- DOCUMENT SEGMENT:

The U.S. government, which is viewed as the global leader in combating terrorism, provides similar solutions and narratives. The Department of Defense (DoD) relies on military operations, including drone strikes, to kill high value targets and bombing campaigns to support military operations being conducted by its strategic partners. At the same time, the Department of State (DoS) legitimizes extremist groups by placing them on terror lists and engaging them through social media campaigns. DoD and DoS activities fail to attack the sources of extremist ideology and send the wrong messages to our partners and the global community. Having James Tailor accompany John Kerry to France and having him sing “You’ve got a friend” to the French President—after missing the peace march attended by world leaders—is hardly the narrative the U.S. Government should be disseminating.

The issue is not violence and the primary narratives in the media are wrong. Violence is merely an expression of desire and a means to achieve an objective when other means are not possible, apparent, or rewarding. Efforts to counter violent extremism must focus on addressing the desire, particularly desires expressed by individuals who identify with an unmet expectation. Individuals targeted for recruitment are often ostracized by their communities or societies because of their religious beliefs and lack economic opportunity. Terrorist organizations understand this concept and design and use narratives and strategies to prey upon disenfranchised individuals who do not have a voice or lack a shared identity within their community. Extremists provide these individuals a sense of purpose and belonging, and convince them that there is no other choice but violence to protect their identity, which typically focuses on religion. This is important because the primary issue in most religious and ethnic conflicts is identity.

At the center of violent extremism are the identities that reside within individuals, groups, communities, and societies. Identity is the most fundamental and strongest human need, which explains why it underlies most conflicts. Identity conflict occurs when individuals define themselves in opposition to another entity, including governments, and can quickly escalate into violence. Societies are formed from communities with shared beliefs, and communities are formed from individuals with shared identities. Therefore, identity and narratives are the basic factors in the formation of violent extremism. Radical extremist groups reject the shared goals and beliefs that exist within societies because they are a direct threat to their ideology and existence.

An ideology cannot be defeated with brute force or a reliance on technology. Additionally, physical security is merely a deterrent and does not attack the root causes of insecurity or violence. Yet governments typically respond to threats or acts of terrorism by alerting its citizens, heightening security and mobilizing their security services. In response to the Charlie Hebdo attack, 88,150 French security personnel were mobilized, including 50,000 policemen, 32,000 gendarmes, 5,000 mobile police, and 1,150 soldiers as part of a Vigipirate Plan. In Belgium, up to 300 soldiers have been deployed in Brussels, Antwerp and elsewhere to guard against terrorist attacks following the recent anti-terror raids and arrests. And in Greece, police have arrested several people over alleged links to the suspected terror plot in Belgium. Frustrated individuals within Belgium’s Muslim communities say that the best long-term protection for the nation would come from improved efforts to integrate vulnerable immigrant groups, not from added security measures.

- TASKS TO PERFORM:
1. Retype the passage on countering violent extremism from "At the center" to "ideology and existence.".
2. In the piece on countering violent extremism, list each group of French security personnel mobilized after the Charlie Hebdo attack, with the number given for each.
3. Carry on the piece about countering violent extremism, picking up after its final sentence.
The entries that come after this piece on countering violent extremism are separate material.

- SUPPLIED MATERIAL:
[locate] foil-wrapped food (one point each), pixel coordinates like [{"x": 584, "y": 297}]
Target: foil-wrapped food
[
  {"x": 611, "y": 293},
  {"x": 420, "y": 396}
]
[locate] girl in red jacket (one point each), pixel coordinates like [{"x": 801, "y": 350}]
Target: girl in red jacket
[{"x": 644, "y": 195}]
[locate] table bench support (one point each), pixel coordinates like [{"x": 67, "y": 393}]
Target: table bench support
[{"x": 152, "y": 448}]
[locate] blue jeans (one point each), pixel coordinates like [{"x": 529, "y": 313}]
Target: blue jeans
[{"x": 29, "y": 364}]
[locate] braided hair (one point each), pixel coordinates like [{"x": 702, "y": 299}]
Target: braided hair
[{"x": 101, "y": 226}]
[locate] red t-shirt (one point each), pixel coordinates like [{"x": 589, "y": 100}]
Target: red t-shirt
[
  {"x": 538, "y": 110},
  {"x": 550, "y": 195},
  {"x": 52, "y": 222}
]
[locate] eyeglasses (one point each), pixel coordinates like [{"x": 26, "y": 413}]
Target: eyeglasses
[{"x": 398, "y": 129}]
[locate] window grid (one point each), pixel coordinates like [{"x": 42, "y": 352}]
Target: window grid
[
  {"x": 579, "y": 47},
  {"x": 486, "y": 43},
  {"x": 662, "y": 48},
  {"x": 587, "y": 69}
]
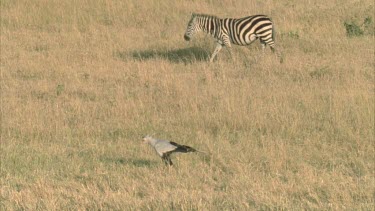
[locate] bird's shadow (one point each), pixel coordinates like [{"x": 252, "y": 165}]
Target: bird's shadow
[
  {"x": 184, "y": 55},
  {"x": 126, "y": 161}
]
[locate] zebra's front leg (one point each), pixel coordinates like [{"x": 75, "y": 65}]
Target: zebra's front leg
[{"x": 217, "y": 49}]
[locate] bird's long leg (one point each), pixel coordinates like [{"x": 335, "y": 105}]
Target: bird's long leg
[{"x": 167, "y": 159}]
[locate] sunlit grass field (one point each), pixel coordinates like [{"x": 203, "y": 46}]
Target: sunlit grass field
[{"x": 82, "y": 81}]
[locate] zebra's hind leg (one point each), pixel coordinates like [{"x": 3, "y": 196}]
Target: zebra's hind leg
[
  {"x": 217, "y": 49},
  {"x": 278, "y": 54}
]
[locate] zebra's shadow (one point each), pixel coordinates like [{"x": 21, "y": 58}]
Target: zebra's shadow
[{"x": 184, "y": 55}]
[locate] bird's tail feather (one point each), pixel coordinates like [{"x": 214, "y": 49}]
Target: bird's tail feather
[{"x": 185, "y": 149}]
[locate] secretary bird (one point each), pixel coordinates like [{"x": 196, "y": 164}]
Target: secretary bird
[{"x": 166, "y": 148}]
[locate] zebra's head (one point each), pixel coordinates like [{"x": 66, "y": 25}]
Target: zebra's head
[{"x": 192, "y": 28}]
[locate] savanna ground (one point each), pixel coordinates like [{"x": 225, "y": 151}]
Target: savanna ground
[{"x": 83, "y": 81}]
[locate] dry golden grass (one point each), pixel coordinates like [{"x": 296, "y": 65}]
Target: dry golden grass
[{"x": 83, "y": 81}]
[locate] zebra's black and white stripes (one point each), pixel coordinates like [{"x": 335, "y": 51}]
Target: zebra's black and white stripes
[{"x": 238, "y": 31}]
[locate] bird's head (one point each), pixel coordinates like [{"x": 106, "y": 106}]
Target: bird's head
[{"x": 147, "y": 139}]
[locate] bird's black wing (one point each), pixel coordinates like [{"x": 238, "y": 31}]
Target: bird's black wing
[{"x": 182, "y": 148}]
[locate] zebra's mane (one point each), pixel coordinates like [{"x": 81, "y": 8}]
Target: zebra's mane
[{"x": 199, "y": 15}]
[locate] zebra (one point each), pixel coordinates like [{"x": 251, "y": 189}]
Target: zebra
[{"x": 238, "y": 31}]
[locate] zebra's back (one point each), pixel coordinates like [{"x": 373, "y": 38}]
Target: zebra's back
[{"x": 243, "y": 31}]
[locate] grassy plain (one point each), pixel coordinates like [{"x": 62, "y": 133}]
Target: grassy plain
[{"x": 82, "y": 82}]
...
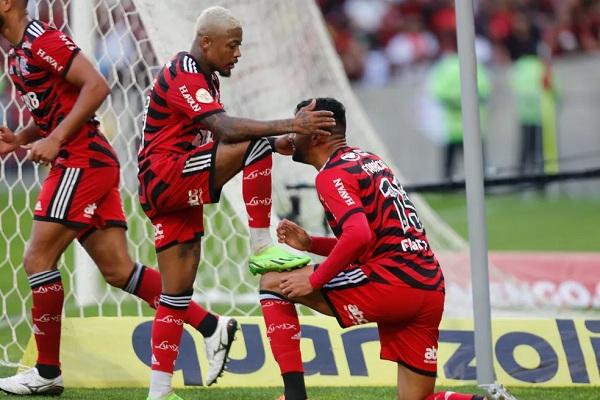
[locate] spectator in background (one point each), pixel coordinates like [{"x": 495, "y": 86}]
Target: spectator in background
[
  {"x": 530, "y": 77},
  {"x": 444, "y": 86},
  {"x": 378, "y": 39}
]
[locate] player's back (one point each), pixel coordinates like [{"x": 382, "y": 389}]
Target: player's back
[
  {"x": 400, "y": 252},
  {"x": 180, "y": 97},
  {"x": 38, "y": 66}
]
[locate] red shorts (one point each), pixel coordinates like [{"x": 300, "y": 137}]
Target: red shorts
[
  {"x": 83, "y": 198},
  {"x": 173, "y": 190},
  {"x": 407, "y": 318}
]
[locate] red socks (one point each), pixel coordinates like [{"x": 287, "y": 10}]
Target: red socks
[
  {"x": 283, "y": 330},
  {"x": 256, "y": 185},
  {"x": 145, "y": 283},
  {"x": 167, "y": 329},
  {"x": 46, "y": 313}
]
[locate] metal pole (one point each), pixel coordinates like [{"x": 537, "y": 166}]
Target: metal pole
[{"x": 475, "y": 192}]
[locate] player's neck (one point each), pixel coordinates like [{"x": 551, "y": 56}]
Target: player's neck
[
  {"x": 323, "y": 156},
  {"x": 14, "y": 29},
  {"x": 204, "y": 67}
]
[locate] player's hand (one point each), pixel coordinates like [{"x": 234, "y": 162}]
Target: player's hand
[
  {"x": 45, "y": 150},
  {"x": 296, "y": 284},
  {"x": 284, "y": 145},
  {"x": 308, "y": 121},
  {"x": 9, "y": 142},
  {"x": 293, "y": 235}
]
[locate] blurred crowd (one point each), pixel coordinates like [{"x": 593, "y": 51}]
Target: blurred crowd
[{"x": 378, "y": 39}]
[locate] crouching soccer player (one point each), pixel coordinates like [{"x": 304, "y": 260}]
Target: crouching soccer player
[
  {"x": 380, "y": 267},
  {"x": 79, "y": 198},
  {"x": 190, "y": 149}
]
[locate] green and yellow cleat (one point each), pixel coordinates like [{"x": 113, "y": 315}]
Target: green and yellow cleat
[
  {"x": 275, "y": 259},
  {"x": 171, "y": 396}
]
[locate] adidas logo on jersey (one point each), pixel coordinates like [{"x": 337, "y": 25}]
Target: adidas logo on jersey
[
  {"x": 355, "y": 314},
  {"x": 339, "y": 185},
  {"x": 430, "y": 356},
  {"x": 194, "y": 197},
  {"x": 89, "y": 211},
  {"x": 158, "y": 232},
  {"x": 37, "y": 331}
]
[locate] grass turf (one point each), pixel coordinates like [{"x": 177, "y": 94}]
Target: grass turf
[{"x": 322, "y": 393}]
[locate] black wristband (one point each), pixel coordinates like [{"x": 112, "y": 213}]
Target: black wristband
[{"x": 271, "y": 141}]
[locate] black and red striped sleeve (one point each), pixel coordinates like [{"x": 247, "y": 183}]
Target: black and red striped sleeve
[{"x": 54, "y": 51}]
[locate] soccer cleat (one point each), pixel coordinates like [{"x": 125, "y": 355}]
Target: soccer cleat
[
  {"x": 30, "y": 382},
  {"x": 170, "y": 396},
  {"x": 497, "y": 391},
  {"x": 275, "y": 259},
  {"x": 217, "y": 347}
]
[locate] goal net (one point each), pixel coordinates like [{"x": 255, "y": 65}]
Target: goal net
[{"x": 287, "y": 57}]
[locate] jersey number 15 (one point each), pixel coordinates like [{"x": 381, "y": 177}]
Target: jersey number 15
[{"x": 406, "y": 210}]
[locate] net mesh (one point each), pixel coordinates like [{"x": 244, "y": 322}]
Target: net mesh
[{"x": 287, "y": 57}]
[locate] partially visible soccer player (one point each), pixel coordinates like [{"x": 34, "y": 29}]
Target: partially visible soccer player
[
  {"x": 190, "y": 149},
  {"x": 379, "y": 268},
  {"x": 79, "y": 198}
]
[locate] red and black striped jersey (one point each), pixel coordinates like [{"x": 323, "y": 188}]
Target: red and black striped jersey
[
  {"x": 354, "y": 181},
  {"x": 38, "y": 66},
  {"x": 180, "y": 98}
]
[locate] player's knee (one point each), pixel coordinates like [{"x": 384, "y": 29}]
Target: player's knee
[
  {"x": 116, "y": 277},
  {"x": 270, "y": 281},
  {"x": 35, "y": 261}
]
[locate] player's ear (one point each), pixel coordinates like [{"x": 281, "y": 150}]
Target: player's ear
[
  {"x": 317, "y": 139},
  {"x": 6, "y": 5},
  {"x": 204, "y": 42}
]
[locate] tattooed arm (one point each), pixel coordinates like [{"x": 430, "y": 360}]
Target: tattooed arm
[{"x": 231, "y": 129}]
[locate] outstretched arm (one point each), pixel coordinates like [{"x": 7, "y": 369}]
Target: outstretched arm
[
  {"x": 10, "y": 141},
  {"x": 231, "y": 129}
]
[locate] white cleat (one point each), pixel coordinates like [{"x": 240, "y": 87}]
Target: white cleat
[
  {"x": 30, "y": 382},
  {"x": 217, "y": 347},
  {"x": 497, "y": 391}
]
...
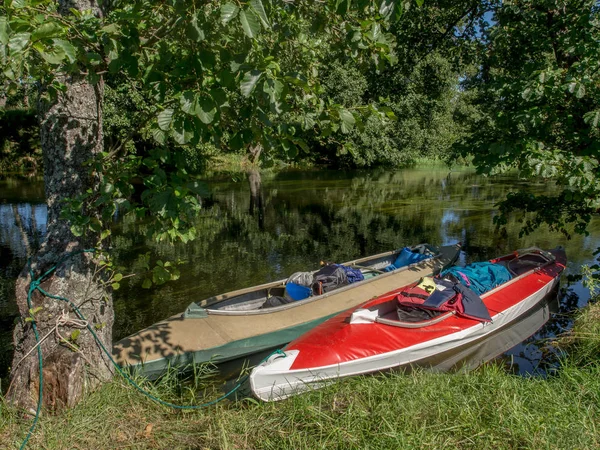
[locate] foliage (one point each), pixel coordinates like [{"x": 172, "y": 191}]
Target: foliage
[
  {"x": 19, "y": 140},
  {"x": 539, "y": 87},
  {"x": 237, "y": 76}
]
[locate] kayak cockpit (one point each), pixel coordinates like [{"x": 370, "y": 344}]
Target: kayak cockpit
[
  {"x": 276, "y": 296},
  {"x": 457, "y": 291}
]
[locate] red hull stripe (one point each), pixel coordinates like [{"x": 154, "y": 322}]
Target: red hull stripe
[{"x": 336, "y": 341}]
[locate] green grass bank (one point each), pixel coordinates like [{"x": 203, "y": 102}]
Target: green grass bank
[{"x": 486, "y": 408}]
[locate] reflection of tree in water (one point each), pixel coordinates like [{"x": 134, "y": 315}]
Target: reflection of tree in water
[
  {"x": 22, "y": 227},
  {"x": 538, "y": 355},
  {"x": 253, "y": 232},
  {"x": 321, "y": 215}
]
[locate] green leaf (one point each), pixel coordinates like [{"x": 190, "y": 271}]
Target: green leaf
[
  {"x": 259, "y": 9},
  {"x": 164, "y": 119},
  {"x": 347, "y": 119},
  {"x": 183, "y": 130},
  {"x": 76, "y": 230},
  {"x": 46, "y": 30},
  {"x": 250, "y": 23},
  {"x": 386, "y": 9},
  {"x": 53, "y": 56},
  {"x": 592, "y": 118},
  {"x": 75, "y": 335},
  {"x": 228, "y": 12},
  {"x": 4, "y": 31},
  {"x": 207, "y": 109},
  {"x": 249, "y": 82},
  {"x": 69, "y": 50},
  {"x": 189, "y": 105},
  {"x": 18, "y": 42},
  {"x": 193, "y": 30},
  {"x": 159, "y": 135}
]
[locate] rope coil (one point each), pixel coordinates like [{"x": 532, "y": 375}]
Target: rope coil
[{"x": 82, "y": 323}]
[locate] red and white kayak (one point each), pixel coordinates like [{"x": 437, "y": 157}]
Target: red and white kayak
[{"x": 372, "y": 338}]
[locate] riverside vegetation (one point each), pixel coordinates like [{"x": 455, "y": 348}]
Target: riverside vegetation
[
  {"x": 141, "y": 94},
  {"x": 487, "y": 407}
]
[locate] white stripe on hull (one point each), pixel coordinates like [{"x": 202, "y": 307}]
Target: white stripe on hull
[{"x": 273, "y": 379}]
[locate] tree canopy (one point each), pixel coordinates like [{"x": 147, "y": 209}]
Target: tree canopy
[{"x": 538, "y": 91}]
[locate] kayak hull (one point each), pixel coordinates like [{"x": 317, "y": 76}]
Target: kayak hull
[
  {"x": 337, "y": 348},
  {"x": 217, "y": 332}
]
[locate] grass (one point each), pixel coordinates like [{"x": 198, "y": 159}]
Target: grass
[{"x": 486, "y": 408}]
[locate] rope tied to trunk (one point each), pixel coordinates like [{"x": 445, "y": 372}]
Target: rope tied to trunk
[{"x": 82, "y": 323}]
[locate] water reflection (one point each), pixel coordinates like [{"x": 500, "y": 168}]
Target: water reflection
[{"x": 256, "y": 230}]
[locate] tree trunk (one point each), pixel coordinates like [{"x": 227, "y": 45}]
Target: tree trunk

- RESPONSES IN ORDER:
1.
At the center of violent extremism are the identities that reside within individuals, groups, communities, and societies. Identity is the most fundamental and strongest human need, which explains why it underlies most conflicts. Identity conflict occurs when individuals define themselves in opposition to another entity, including governments, and can quickly escalate into violence. Societies are formed from communities with shared beliefs, and communities are formed from individuals with shared identities. Therefore, identity and narratives are the basic factors in the formation of violent extremism. Radical extremist groups reject the shared goals and beliefs that exist within societies because they are a direct threat to their ideology and existence.

2.
- Policemen: 50,000
- Gendarmes: 32,000
- Mobile police: 5,000
- Soldiers: 1,150

3.
The escalation of anti-Islamic narratives, heightened security environments, and targeted operations against extremist groups will only increase existing tensions, build upon the fear narrative on both sides, and increase violence. These activities also increase the number of individuals who feel threatened or targeted, which enables extremist groups to recruit a greater number of individuals. But most importantly, it intensifies the growing divide between Muslim and non-Muslims throughout the world. This religious divide has existed for centuries but is becoming greater as global communications allows groups and individuals to share ideas and disseminate narratives almost instantaneously. For example, in response to the Israeli attacks on Gaza last year, thousands of Muslims in Mauritania took to the streets to protest. More recently, 10 people were killed, 45 churches were set on fire, a French cultural center was raided, and businesses owned by Christians were targeted by Muslim protestors in Niger. Protests were also experienced in Pakistan, Sudan, Somalia, and Algeria. These are only a handful of examples that demonstrate how narratives and identity drive violence.

Around the world governments are engaged in identity conflicts against individuals, criminal organizations and extremist groups. At the center of these conflicts are the various ethnic, religious, and social identities that foment unrest and drive violence. Traditional approaches are not effective when dealing with identity conflict and require a population-centric approach to aid governments and corporations to identify the true drivers of instability and create effective narratives to counter their effects. By adopting a population-centric approach, governments can shape narratives to delegitimize violent extremism and develop plans to systematically solve the complex social problems they encounter.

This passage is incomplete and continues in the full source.